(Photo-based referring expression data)
::::::::::

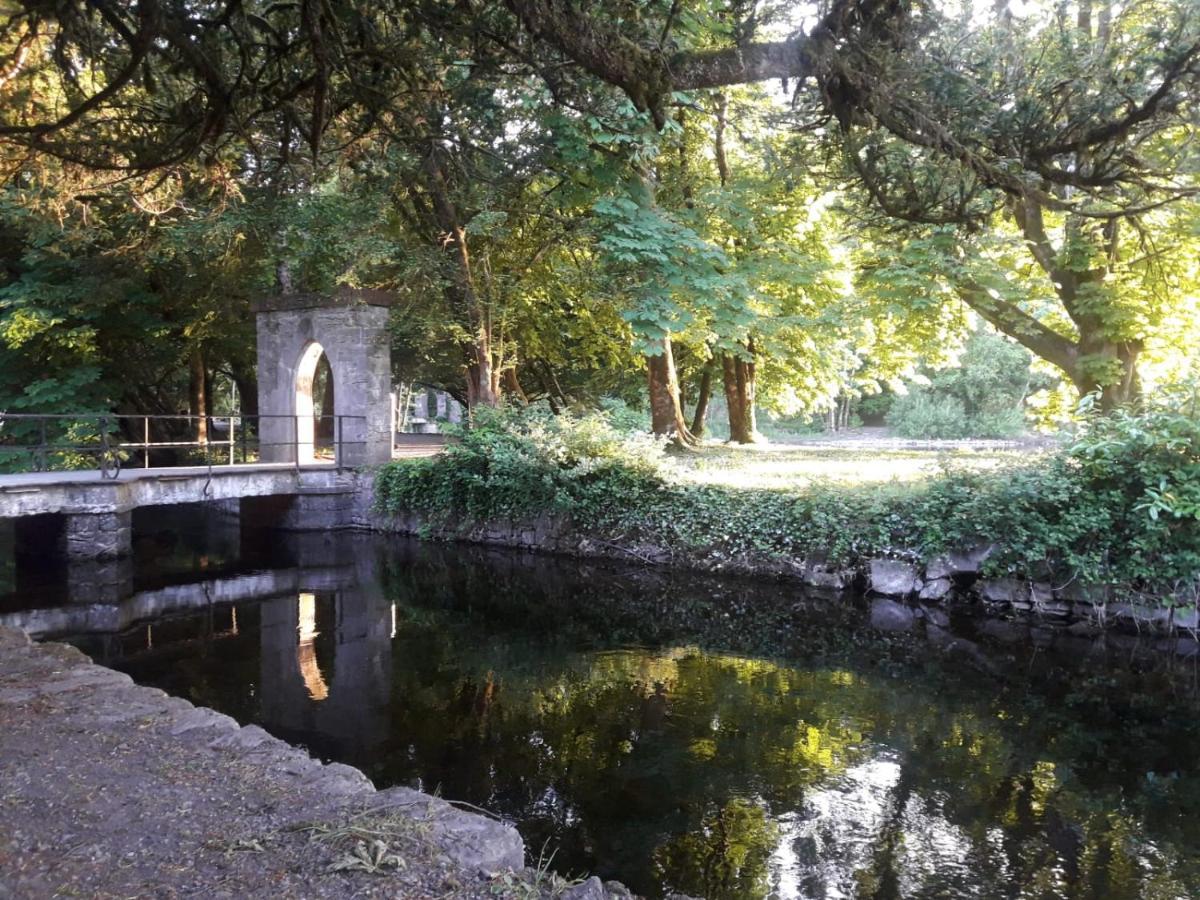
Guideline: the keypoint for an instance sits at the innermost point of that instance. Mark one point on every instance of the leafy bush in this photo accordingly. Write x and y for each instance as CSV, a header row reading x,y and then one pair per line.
x,y
525,462
927,415
981,399
1121,505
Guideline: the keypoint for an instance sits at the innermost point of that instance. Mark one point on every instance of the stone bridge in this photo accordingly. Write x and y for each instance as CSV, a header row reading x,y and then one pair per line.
x,y
95,514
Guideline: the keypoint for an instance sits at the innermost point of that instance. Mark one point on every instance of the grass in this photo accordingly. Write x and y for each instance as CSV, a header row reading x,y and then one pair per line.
x,y
786,467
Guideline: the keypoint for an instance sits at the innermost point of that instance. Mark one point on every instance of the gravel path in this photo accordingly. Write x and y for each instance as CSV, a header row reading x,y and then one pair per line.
x,y
111,790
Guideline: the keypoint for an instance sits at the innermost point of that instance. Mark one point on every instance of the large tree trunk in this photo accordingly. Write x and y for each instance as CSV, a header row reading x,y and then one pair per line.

::::::::::

## ASSIGNMENT
Please give back all the records above word for word, with no pictures included.

## RESULT OF THIS EXERCISE
Guideline: the keypoint for an instance sits at the innermost point of that instance. Mark one point on every instance of the leafy bush in this photo accordingly. Write x and y for each instance as CSV, a header row reading x,y and then one pair per line.
x,y
525,462
927,415
981,399
1121,505
Guideline: the keypoint for an instance sits at the innermost point of that instance. Mark one point on every instance of the stone bridge in this photo accordingly. Write x and y for each instance as CSV, a header row reading x,y and then one pair per line.
x,y
95,514
Guideline: the keypoint for an instance sits at the innermost point of that instance. Mark one point on every instance of the grass in this photo accordingly. Write x and y for each instance as CSV, a header row reading x,y and then one pair per line.
x,y
786,467
Guideline: the keypoint for an instance sits at the innermost point of that instance. Mark one point on every instance of the gravel path in this photo accordingly. Write x and y for each instance as CSV, a header row reading x,y and then one pair per line.
x,y
111,790
Guideline: the keypoint for an instance sits at the innermost point of that instance. Mark one point on every instance of the large tree trunk in this photo accordingly. Write x and y for each instance as CSV, a header row reading x,y and then one pair per line.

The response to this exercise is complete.